# Metal Roof Screws Leaking



## tinner666

Exposed screws need maintenance. They're gonna let water in around them, even if you can't see it. Until the wood rots in those spots. 
Every few years, I believe you'll need to go up 1 screw size and replace them all.
Never use the system myself.


----------



## pyper

I've got a metal roof with screws like you describe.

The roof should have been installed over a waterproof membrane, like felt. If it's not, then it's not on right.

If there's a small leak, it ought to drip off (or worst case down) the screw and hit the felt.

It seems like it should take a long, long, time before the very small amount of water could get past the felt. Mine shows no signs of water on the underside of the roof decking after at least 5 years.

The point of failure is the rubber gasket. Just replace the screws that leak, and don't screw them in so tight.


----------



## tinner666

Tightness can make some difference. Not much. Listen to the roof installed with exposed fasteners. You can hear it shifting as the metal heats in the morning and trying to find a way to expant between the screws. The metal loosens the screws with all it's movement. The holes around the screws elongate to accomadate the movement.
5 years is a good run without leaks. Bck out a few screws and see if the wood shows signs of dampness yet.

That's why real metal roofs have expansion built into them.

http://www.albertsroofing.com/Tin%20Roofing%20photo_gallery.htm


----------



## Tom Struble

those kinda of roofs are usually meant for open purlin ag buildings
not houses


----------



## JDM

Tightening the screws may not actually help, in fact it can make it worse. If you overtighten the screws it can cause them to leak. You need to remove the screws that are leaking now and replace them with #14 oversized roofing screws. You can do the job yourself.

GOAL 1: Copy the following records line for line, without changing anything.

TASK INPUT:
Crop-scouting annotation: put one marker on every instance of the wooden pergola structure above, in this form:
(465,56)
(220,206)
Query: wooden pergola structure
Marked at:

GOAL 2: Transcribe the passage of the thread on leaking metal roof screws from "It seems like" up to and including "accomadate the movement.", word for word.

SOLUTION 1:
Crop-scouting annotation: put one marker on every instance of the wooden pergola structure above, in this form:
(465,56)
(220,206)
Query: wooden pergola structure
Marked at:

SOLUTION 2:
It seems like it should take a long, long, time before the very small amount of water could get past the felt. Mine shows no signs of water on the underside of the roof decking after at least 5 years.

The point of failure is the rubber gasket. Just replace the screws that leak, and don't screw them in so tight.


----------



## tinner666

Tightness can make some difference. Not much. Listen to the roof installed with exposed fasteners. You can hear it shifting as the metal heats in the morning and trying to find a way to expant between the screws. The metal loosens the screws with all it's movement. The holes around the screws elongate to accomadate the movement.